» The tasks:
A: In the list of body terms, rewrite the passage from "Hip dips: The" to "at the top.", replacing "low-cut jeans" with "skinny jeans".
B: According to the list of body terms, what two words is "chavel" short for?

» Passage given:
+ + + + + + +

Back fat: Fat on your back, bad for indeterminate reasons, just like everything else on this list.
Bikini bridge: A thing 4chan made up that makes me hate everything about humanity and is also about how little body fat women should have.
Buffalo hump: Fat on the back of your neck. I hate everything.
Cankles: When your ankles are thick enough that they’re not particularly distinct from your calves. Theoretically this means that your ankles are “fat” or something, or basically just not dainty enough, and it ignores the fact that A) some people just have short calves and wide ankles (author included, it broke my heart when I was anklet-shopping as a lass) and B) if you do have fat around your ankles, it just doesn’t mean anything about you as a person or about your body or your moral worth.
Chavel: Short for chest/navel, when your belly button is high on your abdomen, because having a high belly button is a mark of the beast.
Hip dips: The dip above saddlebags and below your hips when viewing yourself from the front. Basically what we’re saying here is that if you’re not made of perfect, uninterrupted lines and curves, you don’t get to live a happy life. And no one is made of perfect, uninterrupted lines and curves. So no one gets to be happy. So there.
Muffin top: Belly fat. Technically belly fat at all, but especially belly fat that comes from wearing low-cut jeans. Moral of the story: Whoever invented low-cut jeans can DIAF. It’s a trap!
Saddlebags: Fat on the sides of your thighs. I just don’t know why this even matters.
Thigh gap: A thing you probably do not have because it is not statistically average for human beings to be predisposed to have a body shape that includes thighs that don’t touch at the top.
Thunder thighs: Large-sized thighs. I personally take this to mean that my thighs summon storms, like the storm-summoning, shape-shifting Slavic she-demons called hala.

+ + + + + + +

» Record extracts:
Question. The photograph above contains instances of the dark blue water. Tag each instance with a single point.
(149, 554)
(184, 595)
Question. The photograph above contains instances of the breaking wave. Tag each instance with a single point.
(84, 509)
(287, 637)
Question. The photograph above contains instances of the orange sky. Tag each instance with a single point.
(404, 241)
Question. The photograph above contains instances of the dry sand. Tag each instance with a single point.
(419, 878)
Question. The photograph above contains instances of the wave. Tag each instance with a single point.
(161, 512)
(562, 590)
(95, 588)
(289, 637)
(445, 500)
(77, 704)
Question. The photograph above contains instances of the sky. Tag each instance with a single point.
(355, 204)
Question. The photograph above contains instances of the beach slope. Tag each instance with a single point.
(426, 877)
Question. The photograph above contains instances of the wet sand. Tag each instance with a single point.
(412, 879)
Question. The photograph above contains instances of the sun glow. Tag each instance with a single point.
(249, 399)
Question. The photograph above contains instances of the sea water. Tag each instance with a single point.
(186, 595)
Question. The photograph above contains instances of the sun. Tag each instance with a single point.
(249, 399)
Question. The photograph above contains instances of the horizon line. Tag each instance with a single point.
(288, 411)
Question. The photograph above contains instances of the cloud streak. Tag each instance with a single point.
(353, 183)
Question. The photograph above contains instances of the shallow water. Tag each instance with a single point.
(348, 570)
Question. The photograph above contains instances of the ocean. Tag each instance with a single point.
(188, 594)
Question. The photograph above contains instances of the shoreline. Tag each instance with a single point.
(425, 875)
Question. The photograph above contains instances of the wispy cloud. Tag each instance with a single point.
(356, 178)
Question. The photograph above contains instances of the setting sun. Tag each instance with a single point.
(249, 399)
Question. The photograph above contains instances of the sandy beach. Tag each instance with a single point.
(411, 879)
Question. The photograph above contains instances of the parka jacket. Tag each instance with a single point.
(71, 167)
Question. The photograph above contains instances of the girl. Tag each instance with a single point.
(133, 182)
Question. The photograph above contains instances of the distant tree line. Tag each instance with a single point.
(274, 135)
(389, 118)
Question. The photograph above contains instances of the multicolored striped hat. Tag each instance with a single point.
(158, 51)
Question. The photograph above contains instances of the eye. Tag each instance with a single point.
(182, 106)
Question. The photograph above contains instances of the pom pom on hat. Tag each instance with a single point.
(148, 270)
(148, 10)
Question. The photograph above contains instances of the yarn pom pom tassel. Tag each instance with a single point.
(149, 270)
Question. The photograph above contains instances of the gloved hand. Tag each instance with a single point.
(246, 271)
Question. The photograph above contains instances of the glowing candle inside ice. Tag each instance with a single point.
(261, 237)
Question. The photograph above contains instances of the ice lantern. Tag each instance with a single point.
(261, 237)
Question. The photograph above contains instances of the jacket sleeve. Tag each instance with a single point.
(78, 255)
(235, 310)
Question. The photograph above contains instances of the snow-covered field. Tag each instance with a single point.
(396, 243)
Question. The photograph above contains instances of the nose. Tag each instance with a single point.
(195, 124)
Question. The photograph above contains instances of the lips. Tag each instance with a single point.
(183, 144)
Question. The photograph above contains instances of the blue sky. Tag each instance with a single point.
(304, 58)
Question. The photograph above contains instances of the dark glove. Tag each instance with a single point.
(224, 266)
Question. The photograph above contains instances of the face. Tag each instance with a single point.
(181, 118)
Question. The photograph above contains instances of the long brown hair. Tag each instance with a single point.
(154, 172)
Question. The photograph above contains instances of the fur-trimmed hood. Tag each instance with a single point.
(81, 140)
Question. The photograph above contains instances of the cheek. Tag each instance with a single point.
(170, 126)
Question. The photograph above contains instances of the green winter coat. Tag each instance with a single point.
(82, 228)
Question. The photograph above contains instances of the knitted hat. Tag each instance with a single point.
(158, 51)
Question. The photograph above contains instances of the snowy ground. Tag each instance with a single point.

+ + + + + + +

» Task-by-task results:
A:
Hip dips: The dip above saddlebags and below your hips when viewing yourself from the front. Basically what we’re saying here is that if you’re not made of perfect, uninterrupted lines and curves, you don’t get to live a happy life. And no one is made of perfect, uninterrupted lines and curves. So no one gets to be happy. So there.
Muffin top: Belly fat. Technically belly fat at all, but especially belly fat that comes from wearing skinny jeans. Moral of the story: Whoever invented skinny jeans can DIAF. It’s a trap!
Saddlebags: Fat on the sides of your thighs. I just don’t know why this even matters.
Thigh gap: A thing you probably do not have because it is not statistically average for human beings to be predisposed to have a body shape that includes thighs that don’t touch at the top.

B: Chest and navel.